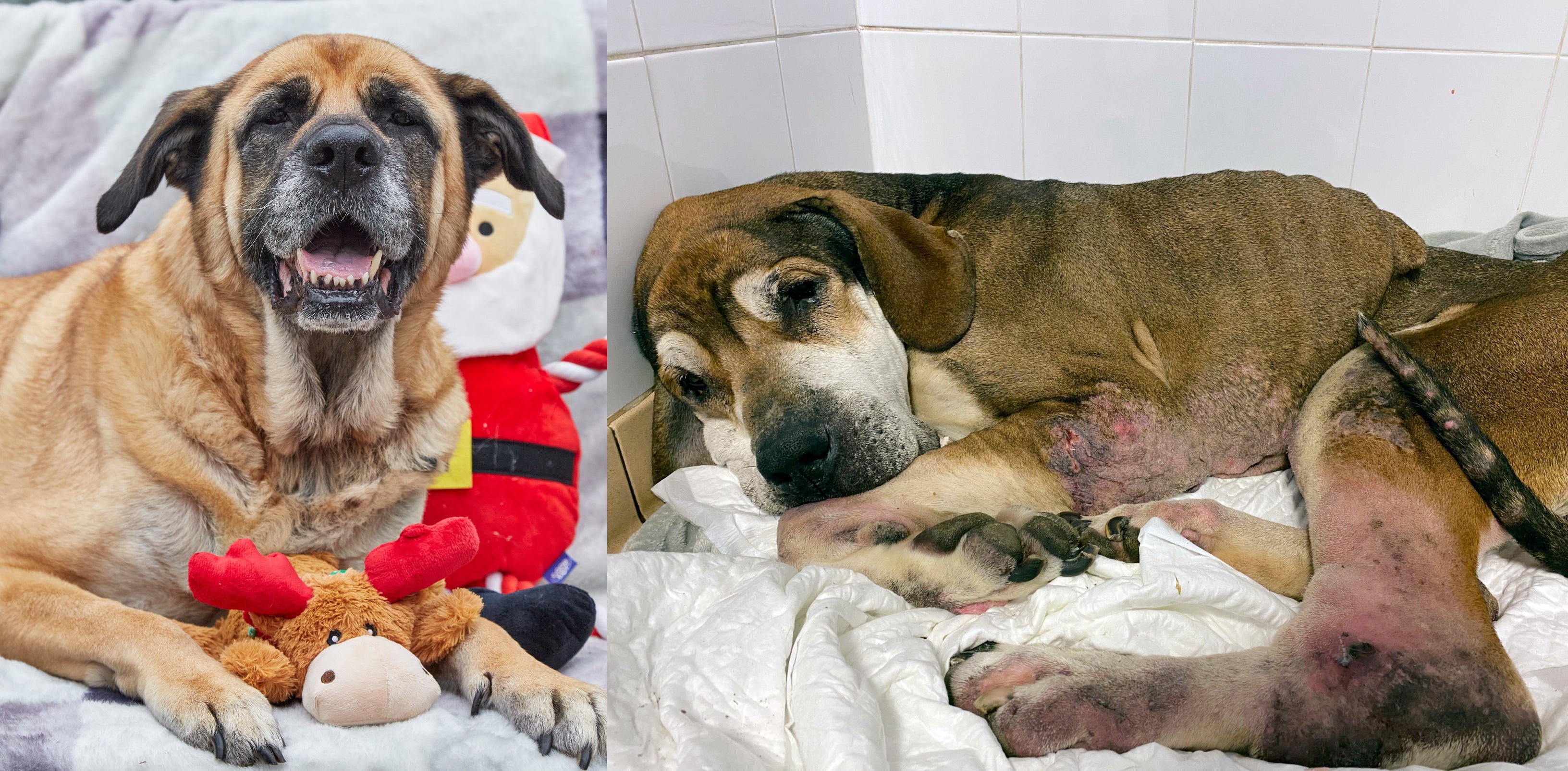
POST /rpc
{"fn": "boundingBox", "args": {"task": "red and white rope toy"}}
[544,337,610,394]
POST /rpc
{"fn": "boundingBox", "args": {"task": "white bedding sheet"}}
[608,466,1568,771]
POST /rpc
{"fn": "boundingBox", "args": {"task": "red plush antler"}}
[366,517,480,603]
[188,539,314,619]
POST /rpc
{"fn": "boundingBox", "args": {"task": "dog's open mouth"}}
[271,217,409,319]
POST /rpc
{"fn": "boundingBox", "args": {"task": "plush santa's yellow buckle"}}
[429,421,474,490]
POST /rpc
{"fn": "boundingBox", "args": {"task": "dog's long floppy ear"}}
[447,75,566,220]
[795,190,975,352]
[97,83,229,232]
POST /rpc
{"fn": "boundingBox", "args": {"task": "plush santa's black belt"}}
[474,438,574,485]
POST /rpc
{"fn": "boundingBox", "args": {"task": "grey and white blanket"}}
[0,0,607,771]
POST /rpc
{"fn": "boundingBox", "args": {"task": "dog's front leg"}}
[0,567,284,766]
[431,619,605,768]
[779,398,1207,611]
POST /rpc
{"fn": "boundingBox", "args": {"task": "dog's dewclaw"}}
[1356,312,1568,575]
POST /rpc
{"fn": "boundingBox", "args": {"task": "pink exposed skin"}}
[949,405,1540,766]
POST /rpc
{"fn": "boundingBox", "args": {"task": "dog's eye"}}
[681,372,707,400]
[779,278,821,305]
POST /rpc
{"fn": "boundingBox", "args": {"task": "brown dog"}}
[635,171,1568,766]
[0,36,604,766]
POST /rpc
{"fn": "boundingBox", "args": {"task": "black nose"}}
[754,419,837,502]
[304,123,381,190]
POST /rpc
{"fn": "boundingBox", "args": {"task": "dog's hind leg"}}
[0,567,284,766]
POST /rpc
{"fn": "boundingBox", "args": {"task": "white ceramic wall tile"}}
[778,31,872,171]
[1522,63,1568,215]
[648,41,795,198]
[1017,0,1192,39]
[605,0,643,57]
[634,0,774,50]
[605,58,671,407]
[861,31,1024,177]
[1196,0,1378,46]
[1352,50,1552,231]
[1187,43,1367,185]
[1377,0,1568,53]
[1024,36,1192,184]
[859,0,1017,31]
[773,0,856,35]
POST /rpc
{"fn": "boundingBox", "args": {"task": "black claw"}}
[914,512,996,554]
[1105,517,1132,543]
[469,672,491,718]
[947,641,996,667]
[1062,543,1099,576]
[1024,513,1079,559]
[1006,558,1046,584]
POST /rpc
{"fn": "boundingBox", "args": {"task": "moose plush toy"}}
[184,517,481,725]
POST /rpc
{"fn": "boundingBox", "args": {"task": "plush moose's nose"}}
[754,418,837,504]
[299,634,441,725]
[304,123,381,190]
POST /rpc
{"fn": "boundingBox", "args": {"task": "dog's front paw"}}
[135,657,284,766]
[434,619,605,768]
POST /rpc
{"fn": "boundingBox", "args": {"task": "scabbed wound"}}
[299,634,441,727]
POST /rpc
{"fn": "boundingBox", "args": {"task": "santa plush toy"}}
[425,113,605,666]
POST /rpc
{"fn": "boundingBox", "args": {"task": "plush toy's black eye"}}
[679,372,707,400]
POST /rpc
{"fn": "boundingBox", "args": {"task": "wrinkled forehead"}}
[218,35,455,145]
[646,228,785,352]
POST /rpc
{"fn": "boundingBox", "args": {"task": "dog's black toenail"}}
[1006,558,1046,584]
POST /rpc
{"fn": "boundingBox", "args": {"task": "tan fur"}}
[0,36,602,763]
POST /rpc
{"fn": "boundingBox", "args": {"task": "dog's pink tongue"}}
[299,249,373,278]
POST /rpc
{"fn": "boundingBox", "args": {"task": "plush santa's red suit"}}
[425,114,605,592]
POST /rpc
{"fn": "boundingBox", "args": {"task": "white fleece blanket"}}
[610,466,1568,771]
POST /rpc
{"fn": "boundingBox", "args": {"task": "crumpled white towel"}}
[610,468,1568,771]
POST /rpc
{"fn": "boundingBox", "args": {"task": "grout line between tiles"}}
[1513,17,1568,213]
[643,60,676,201]
[607,27,859,61]
[1346,0,1383,188]
[1181,0,1198,174]
[1013,0,1029,179]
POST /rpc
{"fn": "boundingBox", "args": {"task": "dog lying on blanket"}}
[635,171,1568,768]
[0,36,604,765]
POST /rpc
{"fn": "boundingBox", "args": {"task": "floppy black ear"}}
[794,190,975,352]
[447,75,566,220]
[97,85,227,232]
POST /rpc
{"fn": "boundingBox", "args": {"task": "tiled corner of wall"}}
[607,0,1568,404]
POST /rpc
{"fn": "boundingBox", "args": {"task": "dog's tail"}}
[1356,312,1568,575]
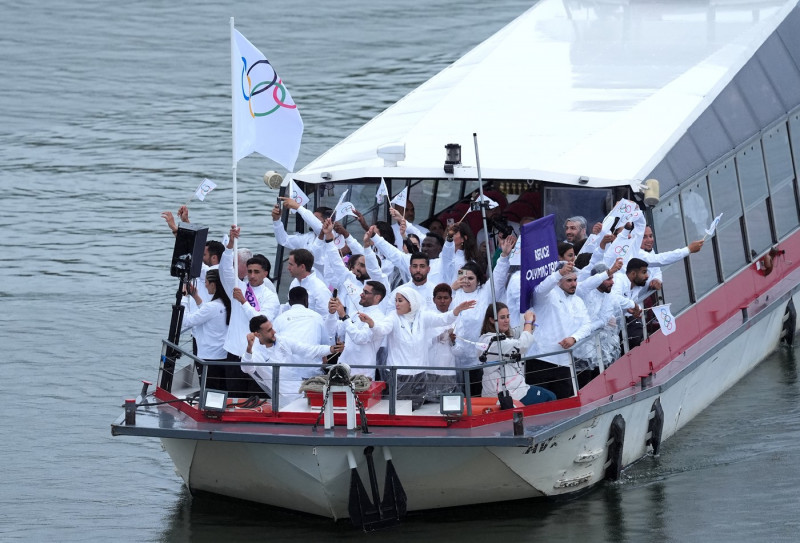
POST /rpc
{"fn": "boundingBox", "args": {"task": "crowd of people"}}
[162,188,703,409]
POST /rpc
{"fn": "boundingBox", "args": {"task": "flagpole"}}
[231,17,239,279]
[472,132,506,366]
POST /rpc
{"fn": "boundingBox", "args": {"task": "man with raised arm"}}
[326,281,386,376]
[564,215,586,245]
[526,262,591,398]
[636,226,705,301]
[286,249,331,317]
[611,257,650,349]
[219,225,280,392]
[576,258,642,375]
[242,315,344,408]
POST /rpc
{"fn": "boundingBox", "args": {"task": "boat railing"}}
[159,338,599,416]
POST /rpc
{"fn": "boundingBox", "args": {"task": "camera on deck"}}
[486,217,516,238]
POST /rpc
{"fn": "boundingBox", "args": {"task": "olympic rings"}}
[241,57,297,118]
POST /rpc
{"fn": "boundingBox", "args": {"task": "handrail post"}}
[388,366,397,415]
[568,349,580,396]
[195,362,208,398]
[642,307,647,341]
[461,370,472,417]
[594,333,606,373]
[617,313,631,353]
[270,365,281,413]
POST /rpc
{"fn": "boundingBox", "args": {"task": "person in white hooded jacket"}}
[358,286,475,409]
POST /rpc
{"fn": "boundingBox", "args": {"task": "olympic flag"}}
[231,27,303,171]
[650,304,675,336]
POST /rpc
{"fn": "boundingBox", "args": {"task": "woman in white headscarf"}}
[358,286,475,409]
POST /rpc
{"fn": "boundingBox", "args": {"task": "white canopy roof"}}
[293,0,797,187]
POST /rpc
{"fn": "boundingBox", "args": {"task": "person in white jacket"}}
[181,269,231,390]
[526,262,591,398]
[242,315,344,408]
[358,286,475,409]
[219,225,280,397]
[475,302,556,405]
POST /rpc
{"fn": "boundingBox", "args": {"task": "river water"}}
[0,0,800,541]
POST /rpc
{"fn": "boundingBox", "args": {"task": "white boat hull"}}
[162,295,800,519]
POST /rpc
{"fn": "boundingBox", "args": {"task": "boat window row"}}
[653,113,800,314]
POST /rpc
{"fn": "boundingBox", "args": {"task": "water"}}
[0,0,800,541]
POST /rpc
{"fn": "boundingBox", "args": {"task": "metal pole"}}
[472,132,506,360]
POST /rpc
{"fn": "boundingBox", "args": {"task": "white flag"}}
[194,179,217,202]
[475,194,500,209]
[288,179,309,213]
[650,304,675,336]
[389,187,408,208]
[236,29,303,171]
[508,235,522,266]
[342,279,364,302]
[703,213,722,239]
[333,234,345,251]
[375,177,389,205]
[331,189,358,221]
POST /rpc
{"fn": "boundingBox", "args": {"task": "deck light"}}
[444,143,461,173]
[200,388,228,411]
[439,392,464,416]
[643,179,661,207]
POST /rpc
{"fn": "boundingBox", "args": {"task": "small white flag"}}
[332,189,358,221]
[289,179,310,213]
[375,177,389,205]
[475,194,500,209]
[194,179,217,202]
[703,213,722,239]
[342,279,364,301]
[508,235,522,266]
[650,304,675,336]
[236,29,303,171]
[389,187,408,208]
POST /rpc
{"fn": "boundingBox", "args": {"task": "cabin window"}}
[544,187,614,241]
[762,123,797,238]
[736,142,772,258]
[671,176,719,300]
[653,194,692,314]
[701,158,747,279]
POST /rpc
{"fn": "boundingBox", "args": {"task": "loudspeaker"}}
[169,223,208,279]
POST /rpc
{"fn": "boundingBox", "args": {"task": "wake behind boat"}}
[112,0,800,528]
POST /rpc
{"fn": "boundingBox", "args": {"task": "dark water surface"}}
[0,0,800,541]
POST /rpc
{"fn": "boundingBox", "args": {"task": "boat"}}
[112,0,800,529]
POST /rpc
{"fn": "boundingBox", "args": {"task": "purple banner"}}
[519,215,558,313]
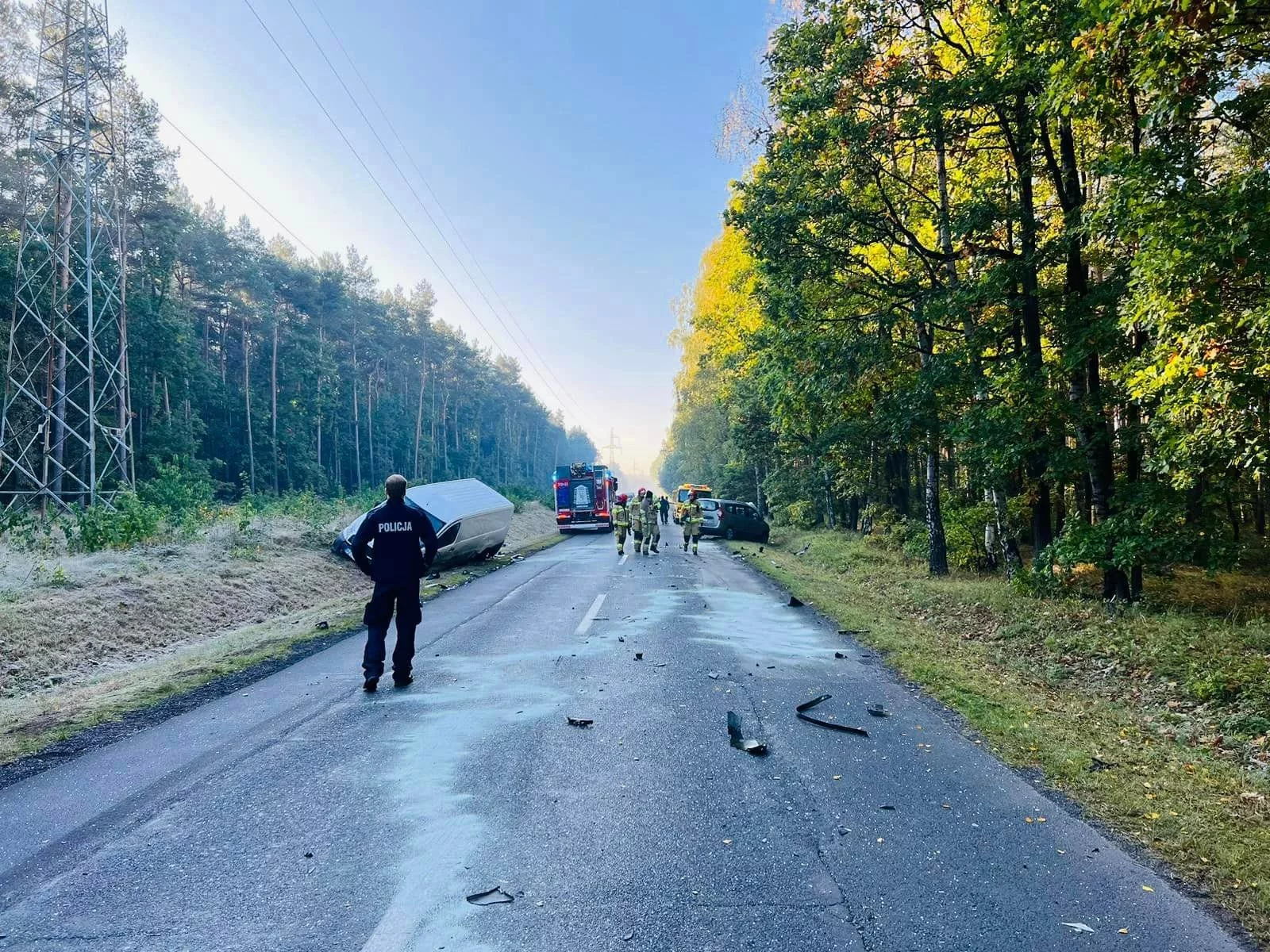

+ + + + +

## WHAT YOU HAVE TO DO
Pull out the records, starting at their beginning and stopping after the line that contains "[779,278,821,305]", and reproduce those lines without any change. Leave the pictures out of your answer.

## THE RESULT
POST /rpc
{"fn": "boundingBox", "args": {"task": "red and white rope toy"}}
[544,337,610,394]
POST /rpc
{"fn": "boundingBox", "args": {"task": "white bedding sheet"}}
[608,466,1568,771]
POST /rpc
{"fn": "boundingBox", "args": {"task": "red plush antler"}}
[366,517,480,603]
[188,539,314,619]
POST /rpc
{"fn": "boundingBox", "args": {"task": "dog's open mouth"}}
[271,217,409,319]
POST /rpc
{"fn": "boundingBox", "args": {"task": "plush santa's yellow buckle"}}
[429,421,474,490]
POST /rpc
{"fn": "boundingBox", "args": {"task": "dog's long floppy ear"}}
[447,75,566,220]
[795,190,975,352]
[97,83,229,232]
POST /rpc
{"fn": "boundingBox", "args": {"task": "plush santa's black belt"}}
[474,438,574,485]
POST /rpc
{"fn": "boundingBox", "args": {"task": "grey and white blanket"}}
[0,0,607,771]
POST /rpc
{"fn": "boundingBox", "args": {"task": "dog's front leg"}}
[0,567,284,766]
[431,619,605,768]
[779,398,1207,611]
POST /rpc
{"fn": "boundingBox", "args": {"task": "dog's dewclaw"}}
[1356,312,1568,575]
POST /rpc
{"fn": "boundingBox", "args": {"task": "pink exposed skin"}}
[949,405,1540,766]
POST /rpc
{"fn": "boundingBox", "args": {"task": "dog's eye"}}
[681,372,707,400]
[779,278,821,305]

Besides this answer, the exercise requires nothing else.